╔══

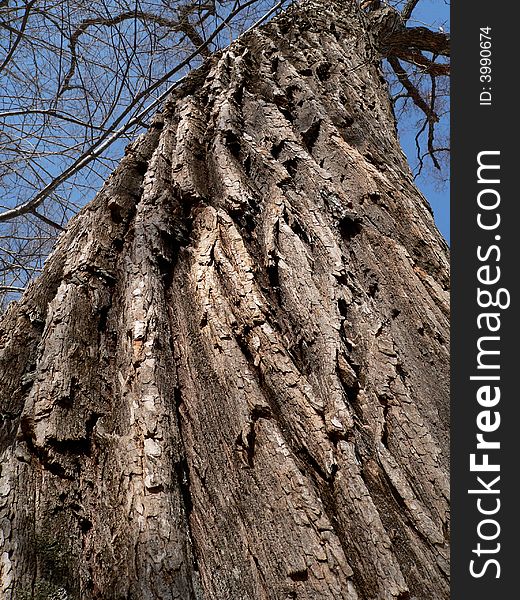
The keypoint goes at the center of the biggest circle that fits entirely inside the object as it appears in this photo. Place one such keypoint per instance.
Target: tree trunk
(231, 380)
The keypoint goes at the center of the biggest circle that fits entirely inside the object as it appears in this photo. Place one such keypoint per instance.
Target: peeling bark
(231, 380)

╚══

■ INSTRUCTIONS FOR THE TASK
Output each line above exactly as it stands, omitting the pictures.

■ EXPECTED OUTPUT
The keypoint goes at the center of the biggest circle that fits entirely inside the object as it appears in this photo. Place one such keypoint per instance.
Target: tree trunk
(231, 380)
The keypoint goes at the center of the biggest circle that fits entirely inside the object as it appears in this photo. Place one such keypoint per instance.
Target: peeling bark
(231, 380)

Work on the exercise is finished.